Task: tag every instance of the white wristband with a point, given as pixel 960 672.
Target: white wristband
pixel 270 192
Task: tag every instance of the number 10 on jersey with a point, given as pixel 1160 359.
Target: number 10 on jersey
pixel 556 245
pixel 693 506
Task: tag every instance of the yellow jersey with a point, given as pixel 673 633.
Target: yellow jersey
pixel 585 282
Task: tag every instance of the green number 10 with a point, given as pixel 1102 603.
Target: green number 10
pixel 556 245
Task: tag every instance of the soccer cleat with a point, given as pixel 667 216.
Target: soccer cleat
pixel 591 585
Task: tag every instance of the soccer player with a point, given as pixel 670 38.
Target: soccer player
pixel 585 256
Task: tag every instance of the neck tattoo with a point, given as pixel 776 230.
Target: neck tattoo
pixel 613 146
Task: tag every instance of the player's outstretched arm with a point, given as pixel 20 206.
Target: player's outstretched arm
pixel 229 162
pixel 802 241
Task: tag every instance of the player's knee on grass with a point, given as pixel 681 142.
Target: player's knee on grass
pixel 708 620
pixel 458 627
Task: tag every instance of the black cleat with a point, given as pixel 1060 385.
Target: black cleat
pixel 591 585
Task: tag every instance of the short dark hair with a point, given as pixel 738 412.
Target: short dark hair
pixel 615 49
================
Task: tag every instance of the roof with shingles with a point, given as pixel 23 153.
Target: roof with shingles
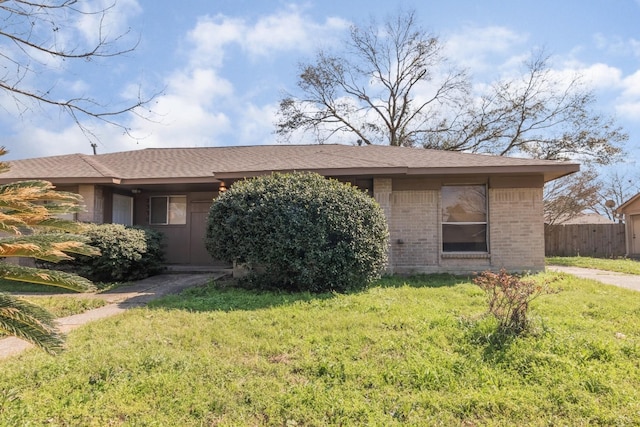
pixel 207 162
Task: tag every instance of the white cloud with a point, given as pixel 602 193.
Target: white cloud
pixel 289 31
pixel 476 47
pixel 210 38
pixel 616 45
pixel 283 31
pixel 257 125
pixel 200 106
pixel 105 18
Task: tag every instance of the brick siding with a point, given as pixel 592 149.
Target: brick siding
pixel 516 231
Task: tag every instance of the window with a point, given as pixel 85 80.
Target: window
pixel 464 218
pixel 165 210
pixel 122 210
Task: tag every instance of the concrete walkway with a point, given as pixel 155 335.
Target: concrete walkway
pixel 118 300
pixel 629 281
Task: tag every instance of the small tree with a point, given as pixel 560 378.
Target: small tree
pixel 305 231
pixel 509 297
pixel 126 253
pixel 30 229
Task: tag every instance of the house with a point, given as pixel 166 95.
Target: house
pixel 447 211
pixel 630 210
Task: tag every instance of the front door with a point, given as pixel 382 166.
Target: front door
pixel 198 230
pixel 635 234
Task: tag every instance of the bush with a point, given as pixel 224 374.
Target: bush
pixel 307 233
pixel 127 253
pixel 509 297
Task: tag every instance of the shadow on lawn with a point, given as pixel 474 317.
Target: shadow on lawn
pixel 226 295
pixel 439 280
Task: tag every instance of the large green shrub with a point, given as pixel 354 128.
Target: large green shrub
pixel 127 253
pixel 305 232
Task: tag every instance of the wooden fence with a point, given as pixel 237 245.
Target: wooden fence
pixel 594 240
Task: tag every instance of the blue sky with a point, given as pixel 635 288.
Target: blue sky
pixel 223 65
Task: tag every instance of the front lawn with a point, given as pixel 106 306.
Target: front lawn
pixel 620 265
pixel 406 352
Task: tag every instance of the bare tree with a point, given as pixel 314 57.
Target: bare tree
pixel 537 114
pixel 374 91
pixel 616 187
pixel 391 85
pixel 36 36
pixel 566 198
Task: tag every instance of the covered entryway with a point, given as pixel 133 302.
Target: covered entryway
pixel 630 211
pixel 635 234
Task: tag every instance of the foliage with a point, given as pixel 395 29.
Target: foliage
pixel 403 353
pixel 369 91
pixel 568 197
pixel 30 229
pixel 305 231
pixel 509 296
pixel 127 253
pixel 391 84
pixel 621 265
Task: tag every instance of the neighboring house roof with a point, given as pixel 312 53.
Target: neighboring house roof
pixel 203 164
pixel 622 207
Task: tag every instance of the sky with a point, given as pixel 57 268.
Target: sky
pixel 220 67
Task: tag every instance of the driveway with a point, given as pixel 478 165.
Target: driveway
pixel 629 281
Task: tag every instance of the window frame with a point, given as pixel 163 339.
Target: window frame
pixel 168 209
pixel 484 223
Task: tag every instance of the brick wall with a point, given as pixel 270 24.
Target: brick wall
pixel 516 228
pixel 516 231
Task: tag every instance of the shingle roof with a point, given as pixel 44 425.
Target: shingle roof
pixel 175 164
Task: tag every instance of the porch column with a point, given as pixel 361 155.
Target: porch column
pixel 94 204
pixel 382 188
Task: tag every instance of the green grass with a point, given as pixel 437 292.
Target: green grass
================
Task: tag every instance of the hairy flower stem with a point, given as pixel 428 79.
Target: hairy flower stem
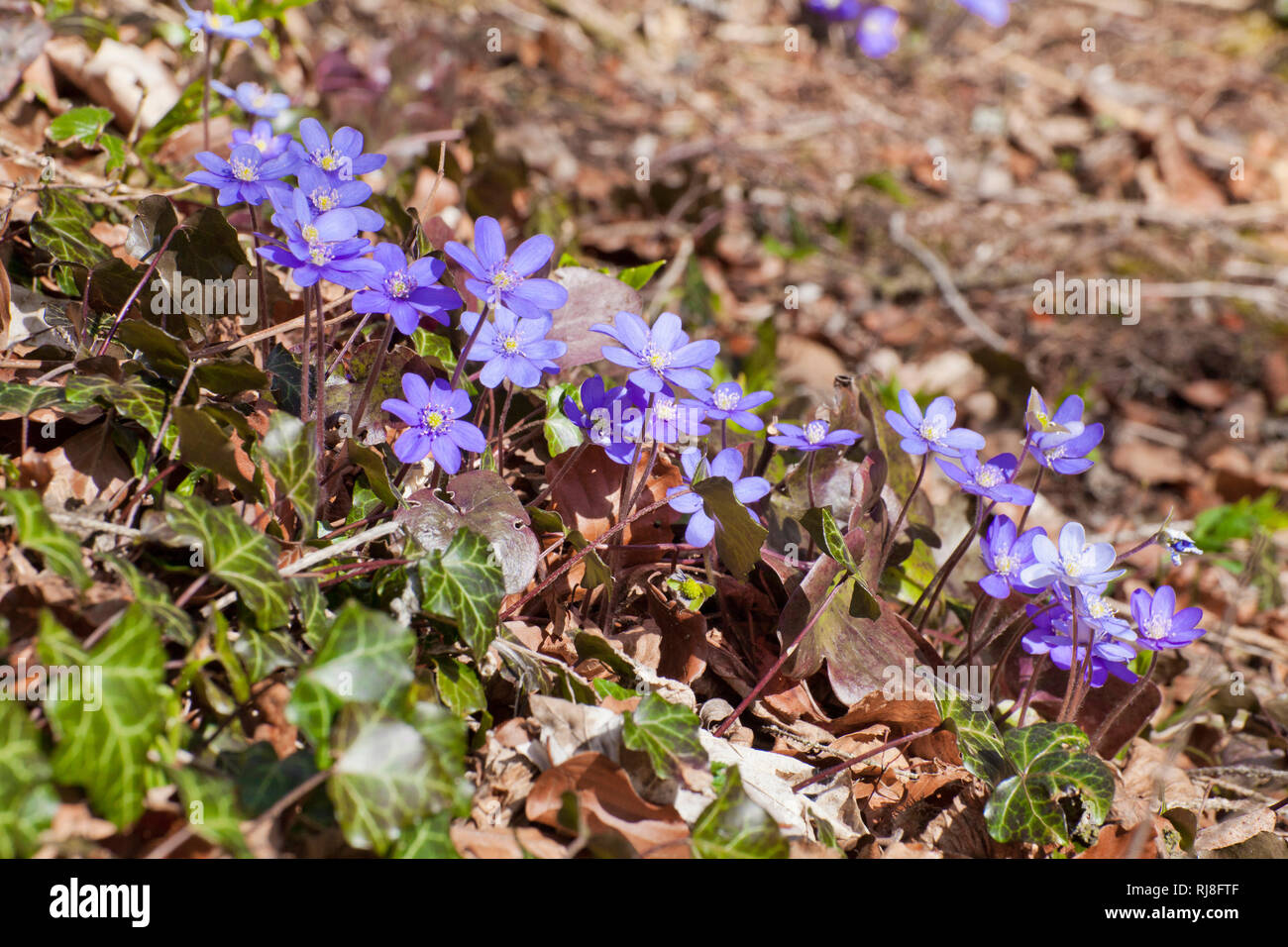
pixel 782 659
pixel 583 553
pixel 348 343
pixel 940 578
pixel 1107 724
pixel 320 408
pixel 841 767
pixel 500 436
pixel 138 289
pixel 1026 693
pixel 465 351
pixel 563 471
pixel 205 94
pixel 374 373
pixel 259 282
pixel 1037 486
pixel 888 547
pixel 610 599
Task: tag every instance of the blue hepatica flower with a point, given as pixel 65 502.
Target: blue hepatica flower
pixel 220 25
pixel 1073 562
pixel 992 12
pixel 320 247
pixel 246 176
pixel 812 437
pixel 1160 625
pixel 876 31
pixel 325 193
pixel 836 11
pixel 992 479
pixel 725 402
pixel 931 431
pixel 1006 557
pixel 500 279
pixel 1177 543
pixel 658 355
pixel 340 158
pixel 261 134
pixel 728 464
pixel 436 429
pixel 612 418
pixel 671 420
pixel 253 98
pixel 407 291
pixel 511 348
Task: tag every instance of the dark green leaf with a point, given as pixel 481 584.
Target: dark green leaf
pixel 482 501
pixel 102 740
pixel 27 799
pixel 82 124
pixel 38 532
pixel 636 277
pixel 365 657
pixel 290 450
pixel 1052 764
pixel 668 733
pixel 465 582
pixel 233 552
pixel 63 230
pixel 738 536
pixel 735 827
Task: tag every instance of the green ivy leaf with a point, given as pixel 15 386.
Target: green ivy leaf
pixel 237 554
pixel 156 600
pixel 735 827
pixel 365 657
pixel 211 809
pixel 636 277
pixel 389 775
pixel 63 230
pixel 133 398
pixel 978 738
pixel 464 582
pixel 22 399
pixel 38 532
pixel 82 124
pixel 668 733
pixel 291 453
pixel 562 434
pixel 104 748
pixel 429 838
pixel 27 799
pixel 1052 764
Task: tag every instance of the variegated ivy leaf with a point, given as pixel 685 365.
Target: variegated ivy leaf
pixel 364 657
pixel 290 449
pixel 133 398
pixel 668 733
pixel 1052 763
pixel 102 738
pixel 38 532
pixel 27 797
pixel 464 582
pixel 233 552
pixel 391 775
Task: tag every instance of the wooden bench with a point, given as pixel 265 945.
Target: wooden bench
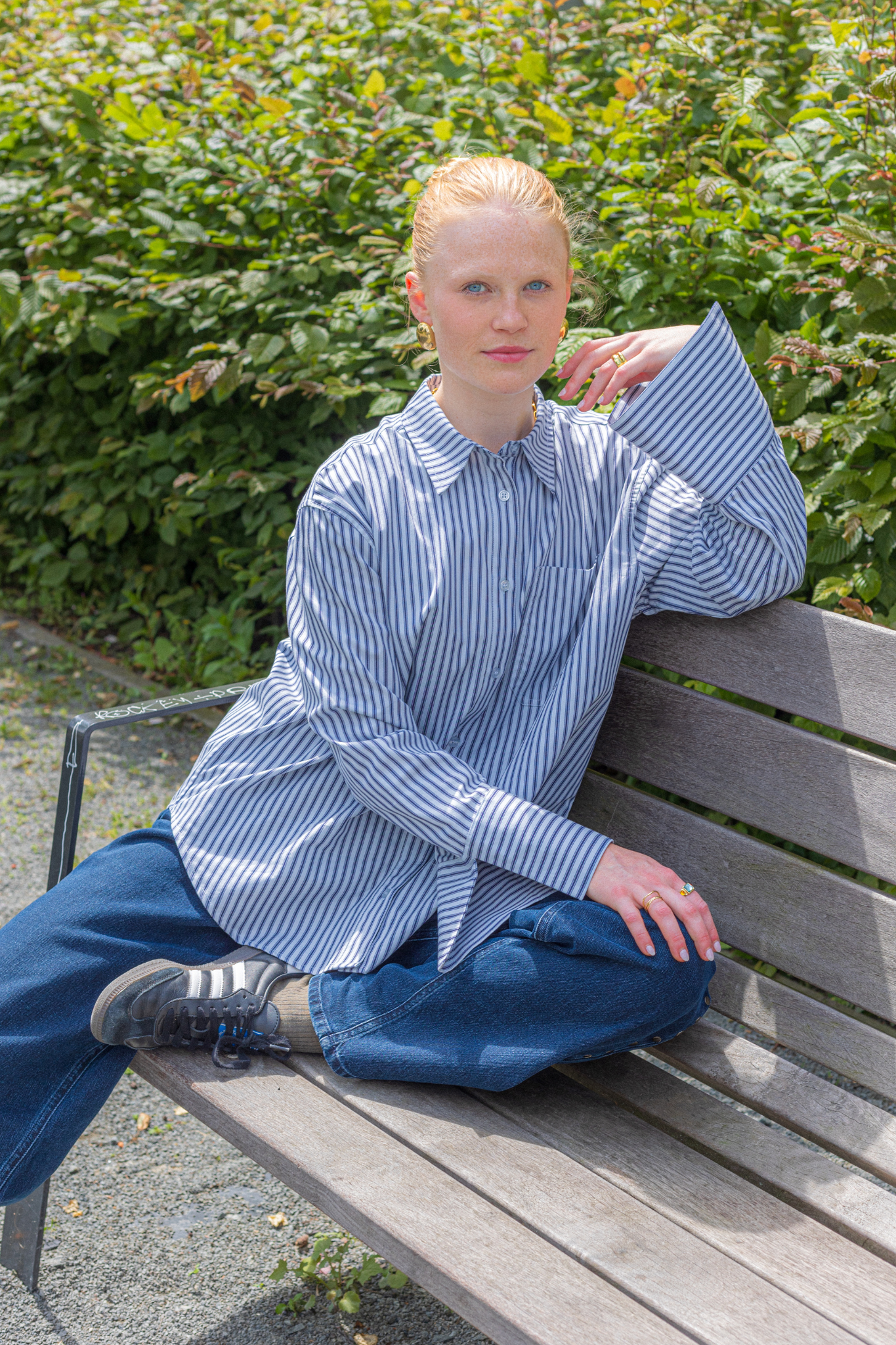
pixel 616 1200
================
Quote the records from the line containing "Task: tag every instance of the foliage" through the line containing "Target: green grass", reproducing each line without change.

◆ Written solution:
Task: tag every instance of the foliage with a point, given as pixel 395 29.
Target: foliage
pixel 403 353
pixel 369 91
pixel 568 197
pixel 30 229
pixel 305 231
pixel 509 296
pixel 127 253
pixel 391 84
pixel 621 265
Task: tag every instance of the neighboring house roof with a point, given as pixel 312 53.
Target: neighboring house roof
pixel 203 164
pixel 622 207
Task: tag every instance of the sky with a point, given as pixel 57 268.
Target: sky
pixel 220 67
Task: tag every instance of the driveway with a point, given as pixel 478 165.
Target: driveway
pixel 629 281
Task: tag every instance of the window frame with a point, given as pixel 163 339.
Target: window frame
pixel 168 209
pixel 484 223
Task: tag every instance of the brick wall with a point, given as pixel 270 24.
Target: brick wall
pixel 516 228
pixel 516 231
Task: tag every instance of the shingle roof with a point, given as pixel 44 425.
Target: shingle roof
pixel 175 164
Task: tag every instance of the porch column with a point, given as pixel 361 155.
Target: porch column
pixel 94 204
pixel 382 188
Task: tag every instance of the green grass with a point, given as pixel 437 292.
Target: green grass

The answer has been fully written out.